## START TASK INPUTS

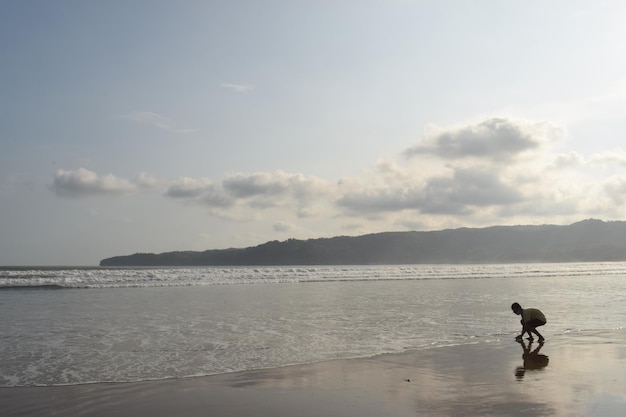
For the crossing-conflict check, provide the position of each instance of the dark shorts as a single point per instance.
(535, 323)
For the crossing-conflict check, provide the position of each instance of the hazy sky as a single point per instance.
(151, 126)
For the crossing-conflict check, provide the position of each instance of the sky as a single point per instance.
(153, 126)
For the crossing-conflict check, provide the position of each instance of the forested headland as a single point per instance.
(586, 241)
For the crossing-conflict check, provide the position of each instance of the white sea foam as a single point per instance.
(170, 277)
(180, 322)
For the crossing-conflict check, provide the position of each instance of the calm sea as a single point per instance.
(82, 325)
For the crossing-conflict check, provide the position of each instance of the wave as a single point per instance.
(94, 277)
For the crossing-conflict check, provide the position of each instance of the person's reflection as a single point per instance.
(533, 360)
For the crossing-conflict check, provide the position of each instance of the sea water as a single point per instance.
(83, 325)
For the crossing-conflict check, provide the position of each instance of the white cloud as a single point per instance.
(187, 187)
(82, 182)
(495, 139)
(237, 88)
(159, 121)
(145, 180)
(283, 227)
(262, 190)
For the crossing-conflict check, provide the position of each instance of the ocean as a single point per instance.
(66, 326)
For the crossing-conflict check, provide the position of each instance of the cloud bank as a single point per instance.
(496, 171)
(158, 121)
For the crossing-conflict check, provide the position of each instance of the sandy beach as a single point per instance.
(576, 374)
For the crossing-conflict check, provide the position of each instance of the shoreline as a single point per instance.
(575, 374)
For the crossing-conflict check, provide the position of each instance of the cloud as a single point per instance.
(283, 227)
(187, 187)
(257, 191)
(145, 180)
(237, 88)
(82, 182)
(458, 194)
(495, 139)
(159, 121)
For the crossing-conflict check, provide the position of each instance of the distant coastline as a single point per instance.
(585, 241)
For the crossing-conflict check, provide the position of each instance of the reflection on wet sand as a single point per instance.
(533, 360)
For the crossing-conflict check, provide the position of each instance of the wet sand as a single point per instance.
(577, 374)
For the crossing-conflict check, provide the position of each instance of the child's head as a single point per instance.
(517, 309)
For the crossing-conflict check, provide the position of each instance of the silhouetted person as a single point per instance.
(532, 359)
(531, 319)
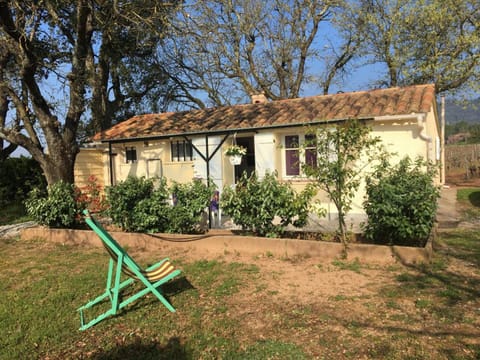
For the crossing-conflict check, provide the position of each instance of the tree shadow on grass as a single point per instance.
(474, 198)
(141, 350)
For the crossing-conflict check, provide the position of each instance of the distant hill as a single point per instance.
(468, 112)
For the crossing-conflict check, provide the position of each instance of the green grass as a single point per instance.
(469, 203)
(13, 213)
(230, 311)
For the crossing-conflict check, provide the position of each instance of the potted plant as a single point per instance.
(235, 153)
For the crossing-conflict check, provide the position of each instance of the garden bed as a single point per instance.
(220, 242)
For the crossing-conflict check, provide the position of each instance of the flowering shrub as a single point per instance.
(92, 195)
(235, 150)
(254, 204)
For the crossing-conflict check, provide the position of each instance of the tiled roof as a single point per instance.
(360, 105)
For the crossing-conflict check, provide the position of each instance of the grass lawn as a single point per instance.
(469, 203)
(231, 310)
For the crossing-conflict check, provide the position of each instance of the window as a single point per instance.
(311, 150)
(294, 157)
(130, 155)
(181, 150)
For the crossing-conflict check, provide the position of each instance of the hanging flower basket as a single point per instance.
(235, 159)
(235, 153)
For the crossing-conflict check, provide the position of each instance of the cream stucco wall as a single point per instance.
(90, 163)
(405, 136)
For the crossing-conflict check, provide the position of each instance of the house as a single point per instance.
(191, 144)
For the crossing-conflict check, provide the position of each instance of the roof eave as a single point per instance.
(232, 131)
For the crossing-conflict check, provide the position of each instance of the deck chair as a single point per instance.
(120, 262)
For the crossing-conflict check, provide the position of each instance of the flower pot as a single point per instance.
(235, 159)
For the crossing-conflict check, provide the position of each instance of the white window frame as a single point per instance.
(301, 152)
(186, 148)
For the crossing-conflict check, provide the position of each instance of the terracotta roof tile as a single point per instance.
(362, 104)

## END TASK INPUTS

WHAT TO PRODUCE
Rewrite the entries above, renaming every "crossing-conflict check" as "overlap review" and keeping all else unchanged. Leave the pictures out.

EXPECTED ANSWER
For the overlap review, provide the position of each instance of the dark shorts as a single point per instance.
(535, 323)
For the overlap review, provide the position of each instance of the hazy sky as a single point per instance.
(151, 126)
For the overlap review, provide the position of each instance of the sky as a single point per instance.
(153, 126)
For the overlap review, provide the position of each instance of the forested headland as a single point per instance.
(586, 241)
For the overlap review, provide the position of each instance of the white sea foam as a single point per instance.
(170, 277)
(180, 322)
For the overlap review, provide the position of each instance of the calm sea as a single point per instance.
(82, 325)
For the overlap review, provide the position of each instance of the wave as a single point per instance.
(94, 277)
For the overlap review, provide the position of each instance of the person's reflection as a single point per instance.
(533, 360)
For the overlap review, provide the position of each instance of the sea water as a single point per instance.
(83, 325)
For the overlap review, provide the position of each instance of the white cloud as a single point per instance.
(187, 187)
(82, 182)
(495, 139)
(237, 88)
(159, 121)
(145, 180)
(283, 227)
(262, 190)
For the overlap review, provide the position of each instance of the ocean as a single point per instance.
(66, 326)
For the overlap review, provide the position of each instance of the cloud bank as a single point per instance.
(496, 171)
(158, 121)
For the overlap review, provide the position of each instance of the sandy beach as a single point per instance.
(576, 374)
For the overlap review, provide the position of each instance of the shoreline as a single point per instance.
(575, 374)
For the overlap review, provide the position of each instance of the cloud as a single point per instance.
(283, 227)
(187, 187)
(257, 191)
(145, 180)
(237, 88)
(82, 182)
(458, 194)
(495, 139)
(159, 121)
For the overlap review, provide the position of each instance of the distant coastline as a single point per instance.
(585, 241)
For the overlap review, provide the position of each instance of the reflection on wet sand as a single point per instance.
(533, 360)
For the overlap review, provide the position of each instance of the wet sand as a single point per instance.
(577, 374)
For the overlap review, provide the position of each instance of the child's head as a single point per instance.
(517, 309)
For the overlap review, provide the position of each instance of the silhouetted person as a single point per instance.
(532, 359)
(531, 319)
For the overlap review, provide the position of each instance of the tree shadow on grass as a single point per instance.
(474, 198)
(141, 350)
For the overlap review, provide the position of each instance of the distant hill as a single point per instance.
(468, 112)
For the overlap review, provide the position of each instance of the green grass as a single point per instance.
(469, 203)
(13, 213)
(230, 311)
For the overlap review, provide the position of each instance of the potted plant as a single point per instance.
(235, 153)
For the overlap review, provide the position of each instance of the garden bed as a single point per instance.
(220, 242)
For the overlap review, provide the position of each instance of the flowering shrub as a single point per instance.
(92, 195)
(235, 150)
(254, 204)
For the overlap review, provide the position of each instance of the tiled roof as a single point per instance.
(360, 105)
For the overlap review, provide the position of each instance of the grass lawn as a single point per instance.
(469, 203)
(231, 310)
For the overlap review, provide the position of each instance of the window as a single point per instance.
(311, 150)
(294, 157)
(130, 155)
(181, 150)
For the overlap review, provide the position of each instance of the hanging flower basket as a single point per instance.
(235, 159)
(235, 153)
For the overlap review, provide the position of each instance of the cream stucco wall as a single point per instance.
(90, 163)
(405, 136)
For the overlap review, provide the position of each instance of the house as a single point per instance.
(191, 144)
For the overlap review, provide the position of each instance of the roof eave as a single point per instance.
(232, 131)
For the overlap review, provide the position of each instance of the deck chair as a single point per instance.
(120, 262)
For the overlap review, provide the position of each instance of the flower pot as a single point per instance.
(235, 159)
For the overlap review, provide the position of each instance of the white window frame as a single point per instance.
(301, 152)
(186, 148)
For the overlap review, provide the position of each instance of the terracotta roof tile as a single point per instance.
(362, 104)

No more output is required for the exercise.